# Segmento del documento
Entrambe non sono da confondere con la disinflazione, la quale si verifica quando l’inflazione diminuisce, ma rimane comunque positiva. In altre parole, i prezzi continuano ad aumentare, ma a un ritmo più lento rispetto a prima. Ad esempio, se l’inflazione passa dal 5% al 3%, c’è disinflazione: i prezzi stanno ancora salendo, ma non così velocemente come prima.
Le cause della deflazione
Per definizione, la deflazione monetaria può essere causata solo da una diminuzione dell’offerta di moneta o di strumenti finanziari riscattabili in denaro. Nei tempi moderni, l’offerta di moneta è influenzata dalle banche centrali, come la BCE.
I periodi di deflazione si verificano più comunemente dopo lunghi periodi di espansione monetaria artificiale. Nei primi anni ’30 si è registrata per l’ultima volta una deflazione significativa all’interno dell’economia degli Stati Uniti. Il principale contributo a questo periodo deflazionistico è arrivato dal calo della massa monetaria a seguito di alcuni fallimenti bancari catastrofici. Altri Paesi, come il Giappone negli anni ’90, hanno invece sperimentato la deflazione nei tempi moderni.
La deflazione è causata da una serie di fattori, ma in gran parte si verifica a seguito di due eventi:
- un calo della domanda aggregata (spostamento verso sinistra nella curva della domanda aggregata);
- aumento della produttività.
Un calo della domanda aggregata in genere si traduce poi prezzi inferiori. Tra le cause di questo cambiamento troviamo la riduzione della spesa pubblica, il fallimento del mercato azionario, il desiderio dei consumatori di aumentare i risparmi e l’inasprimento delle politiche monetarie (ovvero maggiori tassi di interesse).
Per quanto riguarda la produttività, le aziende operano in modo più efficiente con l’avanzare della tecnologia. Questi miglioramenti operativi portano a minori costi di produzione e abbassamento dei costi trasferiti ai consumatori sotto forma di prezzi più bassi.
La deflazione dei prezzi attraverso l’aumento della produttività differisce in base a settori specifici. Ad esempio, consideriamo come l’aumento della produttività influisce sul settore tecnologico. Negli ultimi decenni, i miglioramenti tecnologici hanno portato a riduzioni significative del costo medio per gigabyte di dati. Nel 1980, il costo medio di un gigabyte di dati era di 437.500 dollari. Nel 2010, il costo medio era di tre centesimi. Questa riduzione fa sì che anche i prezzi dei prodotti fabbricati utilizzando tale tecnologia diminuiscano significativamente.
Gli effetti della deflazione
La deflazione è un problema decisamente più infido dell’inflazione: il calo generale dei prezzi potrebbe infatti apparire come una cosa buona, soprattutto dopo decenni di demonizzazione dell’inflazione.

# Dati forniti
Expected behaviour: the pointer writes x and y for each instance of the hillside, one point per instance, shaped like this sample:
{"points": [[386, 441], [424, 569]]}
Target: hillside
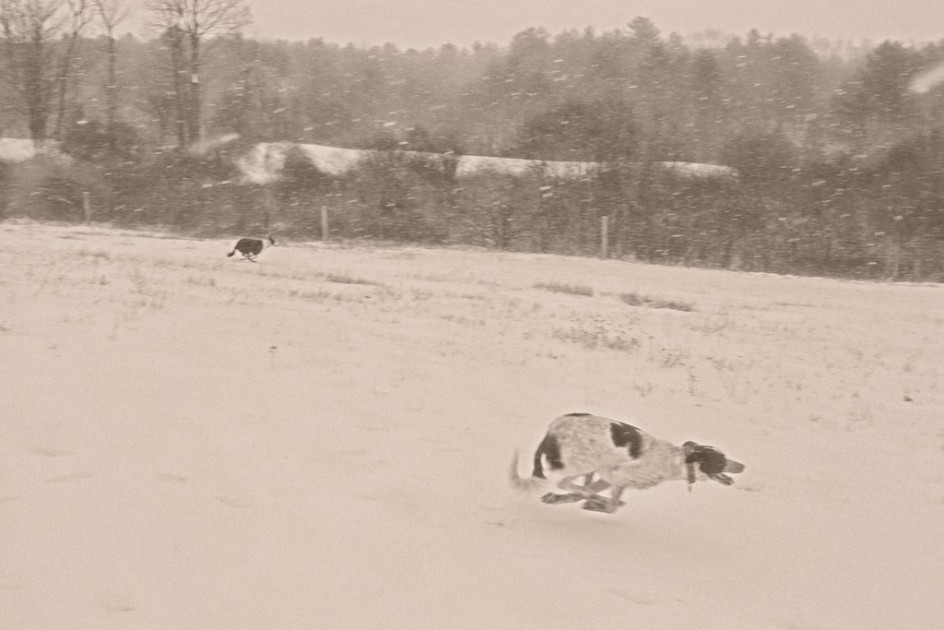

# L'esercizio
Indica se ciascuna affermazione concorda con il testo sulla deflazione, rispondendo sì o no e citando alla lettera le parole decisive: (a) nel 2010 il costo medio di un gigabyte di dati era di tre centesimi; (b) un passaggio dell'inflazione dal 5% al 3% costituisce deflazione; (c) l'ultima deflazione significativa negli Stati Uniti si è avuta nei primi anni '30.

# Soluzione del compito
(a) Sì: "Nel 2010, il costo medio era di tre centesimi."
(b) No: "se l’inflazione passa dal 5% al 3%, c’è disinflazione"
(c) Sì: "Nei primi anni ’30 si è registrata per l’ultima volta una deflazione significativa all’interno dell’economia degli Stati Uniti."